#### WORK TO DO:
Output the lines below as a numbered list, skipping any blank lines, and leave the pictures out.

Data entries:
---------------

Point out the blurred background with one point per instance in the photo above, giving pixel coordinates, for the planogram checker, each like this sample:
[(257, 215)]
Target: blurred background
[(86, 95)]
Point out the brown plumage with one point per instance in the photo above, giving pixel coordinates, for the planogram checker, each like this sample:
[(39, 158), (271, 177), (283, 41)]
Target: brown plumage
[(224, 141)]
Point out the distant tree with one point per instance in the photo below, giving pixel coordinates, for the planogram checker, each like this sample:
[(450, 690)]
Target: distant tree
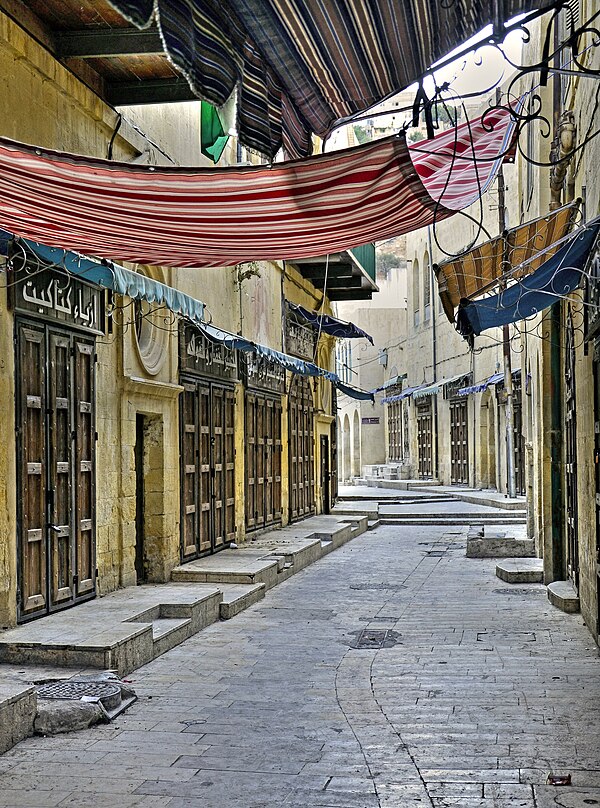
[(363, 135), (387, 260)]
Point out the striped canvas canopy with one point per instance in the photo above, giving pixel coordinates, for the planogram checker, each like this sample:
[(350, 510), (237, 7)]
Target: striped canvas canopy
[(209, 217), (303, 65), (515, 254)]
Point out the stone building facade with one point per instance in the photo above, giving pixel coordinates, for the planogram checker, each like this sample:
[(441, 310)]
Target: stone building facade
[(129, 443)]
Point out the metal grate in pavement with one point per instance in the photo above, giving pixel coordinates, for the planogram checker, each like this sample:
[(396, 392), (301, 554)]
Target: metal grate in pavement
[(77, 690), (375, 639)]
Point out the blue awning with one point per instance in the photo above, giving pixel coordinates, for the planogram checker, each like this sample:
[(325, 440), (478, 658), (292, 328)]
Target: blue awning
[(113, 276), (480, 387), (404, 394), (330, 325), (291, 363), (557, 277)]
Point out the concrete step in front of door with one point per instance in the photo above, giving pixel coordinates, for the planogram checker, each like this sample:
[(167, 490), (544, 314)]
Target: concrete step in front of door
[(18, 707), (464, 520), (273, 557), (563, 595), (237, 597), (510, 542), (121, 631), (521, 570)]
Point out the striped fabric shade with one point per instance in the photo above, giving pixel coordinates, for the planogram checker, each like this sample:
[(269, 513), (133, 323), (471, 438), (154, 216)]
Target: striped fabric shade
[(209, 217), (302, 65), (515, 254)]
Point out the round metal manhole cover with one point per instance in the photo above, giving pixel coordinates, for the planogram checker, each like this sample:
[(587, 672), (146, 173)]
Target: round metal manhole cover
[(106, 692)]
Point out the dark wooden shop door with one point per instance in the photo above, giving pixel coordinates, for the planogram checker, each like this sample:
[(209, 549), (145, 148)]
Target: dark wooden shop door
[(425, 437), (459, 441), (301, 448), (56, 463), (263, 461), (207, 459)]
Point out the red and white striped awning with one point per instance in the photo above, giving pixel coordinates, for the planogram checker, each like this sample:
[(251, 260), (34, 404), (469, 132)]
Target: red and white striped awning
[(207, 217)]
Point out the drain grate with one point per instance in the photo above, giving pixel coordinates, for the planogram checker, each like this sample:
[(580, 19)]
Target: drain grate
[(79, 690), (378, 586), (374, 639)]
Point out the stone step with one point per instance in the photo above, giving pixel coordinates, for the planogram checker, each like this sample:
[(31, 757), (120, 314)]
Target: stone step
[(521, 570), (461, 521), (563, 595), (18, 707), (238, 597), (115, 632), (167, 632), (500, 544), (240, 567)]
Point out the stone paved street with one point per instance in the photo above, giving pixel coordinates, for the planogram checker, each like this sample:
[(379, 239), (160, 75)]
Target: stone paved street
[(485, 689)]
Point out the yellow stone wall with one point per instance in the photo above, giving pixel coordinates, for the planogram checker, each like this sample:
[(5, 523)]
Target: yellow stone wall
[(43, 103)]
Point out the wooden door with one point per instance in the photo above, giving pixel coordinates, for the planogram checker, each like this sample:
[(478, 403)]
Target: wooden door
[(459, 441), (395, 431), (571, 455), (263, 461), (518, 439), (207, 415), (425, 438), (325, 473), (56, 466), (85, 446), (301, 448), (334, 440), (32, 471)]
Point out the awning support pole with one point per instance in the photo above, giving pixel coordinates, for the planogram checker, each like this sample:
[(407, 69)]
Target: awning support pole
[(508, 410)]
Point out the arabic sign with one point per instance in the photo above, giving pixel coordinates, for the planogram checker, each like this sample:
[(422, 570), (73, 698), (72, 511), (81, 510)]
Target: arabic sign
[(55, 295), (261, 373), (199, 355), (299, 338)]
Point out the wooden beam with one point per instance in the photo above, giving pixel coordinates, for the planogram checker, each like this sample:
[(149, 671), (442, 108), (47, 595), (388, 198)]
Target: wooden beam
[(358, 294), (338, 283), (154, 91), (310, 271), (107, 42)]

---------------

#### THE SOLUTION:
1. Point out the blurred background with one point per instance in the photo above, giving pixel coordinates, for the planogram checker, each like this sample:
2. [(257, 215)]
3. Target: blurred background
4. [(86, 95)]
5. Point out the brown plumage with one point per instance in the photo above, giving pixel coordinates, for the planogram checker, each like this sample:
6. [(39, 158), (271, 177), (283, 41)]
7. Target: brown plumage
8. [(224, 141)]
9. Point out the distant tree with one point per instance in the photo below, giving pixel coordinates, for the planogram checker, each like this sample:
10. [(450, 690)]
11. Target: distant tree
12. [(363, 135), (387, 260)]
13. Point out the striped canvas canopy with one point per instance in the photo above, giving pixel coordinates, for the planogram checker, each like this sample:
14. [(350, 510), (237, 7)]
15. Target: striped canvas canopy
16. [(209, 217), (303, 65), (515, 254)]
17. Point out the stone building facade with one point per instance in the photo above, giving pixel coordinates, for the planogram checker, each like this sample:
18. [(441, 310)]
19. Target: stone building facade
20. [(129, 443)]
21. Point out the metal grate in pavement with one point per instance in the photo above, giving pixel coordinates, for the planogram checker, each like this sample:
22. [(396, 392), (301, 554)]
23. Target: metal grate in pavement
24. [(77, 690), (375, 639)]
25. Point out the blue awning with one point per instance in the photo above, giving pixel coordinates, for the planogram checker, each like this sample:
26. [(325, 440), (478, 658), (292, 328)]
27. Target: blue awning
28. [(113, 276), (480, 387), (404, 394), (330, 325), (291, 363), (557, 277)]
29. Point out the concrete step in front of door with one point per instance in the photo above, giving pixel coordinates, for the planogram checker, each like this sample:
30. [(167, 490), (544, 314)]
31. Target: concrete step in front of door
32. [(18, 707), (464, 520), (273, 557), (563, 595), (237, 597), (510, 542), (121, 631), (521, 570)]
33. Point out the striped fabric shade with one point per instance in the photo above, giving pixel coordinates, for the planogram checker, each like this sample:
34. [(269, 513), (133, 323), (471, 438), (154, 216)]
35. Target: striped fabric shade
36. [(209, 217), (302, 65), (515, 254)]
37. Point out the round metal manhole cover with one point per instance in the photo above, giving pixel coordinates, for the planogram checker, each like this sample:
38. [(587, 672), (146, 173)]
39. Target: round metal manhole cover
40. [(106, 692)]
41. Point out the dark wooden shop door with one point per instance in the photo above, giving pixel coordinates, for the planogram checker, each like this sample:
42. [(209, 549), (145, 148)]
43. Target: dark wooden shop door
44. [(425, 437), (459, 441), (301, 448), (56, 463), (263, 461), (207, 459)]
45. Point out the red and white striped awning with one point per instance in the photo above, giving pixel coordinates, for the planogram checker, each like this sample:
46. [(251, 260), (34, 404), (469, 132)]
47. Target: red and white striped awning
48. [(207, 217)]
49. Point out the drain grate with one point per instance in the photo above, giving pixel coordinates, for the planogram checker, each like this sample:
50. [(580, 19)]
51. Target: drain grate
52. [(79, 690), (378, 586), (374, 639)]
53. Point out the stone step with one point per instance in the photo above, giving pixel coordinates, for the planogram checker, each like this sample:
54. [(31, 757), (120, 314)]
55. Target: stone step
56. [(521, 570), (461, 521), (563, 595), (18, 707), (238, 597), (115, 632), (167, 632), (500, 544), (240, 567)]
57. Point out the stone paved street with one point per instance in the photo above, giving pixel coordinates, for the planogram checker, each like this sample:
58. [(379, 239), (160, 75)]
59. Target: stone paved street
60. [(485, 689)]
61. Point out the yellow stone wall with one point per instance in the photo above, giving pixel coordinates, for the planogram checker, each like this sample:
62. [(5, 523)]
63. Target: yellow stone wall
64. [(43, 103)]
65. Point out the wooden door with one point per instance in the photo above, giving pixel coordinates, for the planogram checker, each like this sample:
66. [(478, 403)]
67. Target: wooden door
68. [(459, 441), (395, 431), (571, 455), (263, 461), (518, 439), (207, 415), (425, 438), (325, 473), (56, 466), (85, 446), (301, 448), (334, 440), (32, 471)]
69. Point out the awning support pole with one point per instance in the photo above, giving pixel coordinates, for the planogram checker, each like this sample:
70. [(407, 69)]
71. Target: awning support pole
72. [(508, 410)]
73. Point out the arabic sign with one point per instance in the photo above, giving pixel coordinates, for the planogram checker, each like this sample:
74. [(422, 570), (73, 698), (72, 511), (81, 510)]
75. Target: arabic sign
76. [(55, 295), (261, 373), (199, 355), (299, 338)]
77. Point out the wooden beam with one point per instance in the photo above, giving pixel coordinates, for the planogram checker, each like this sample:
78. [(149, 671), (442, 108), (47, 595), (388, 198)]
79. Target: wooden beam
80. [(358, 294), (338, 283), (154, 91), (310, 271), (107, 42)]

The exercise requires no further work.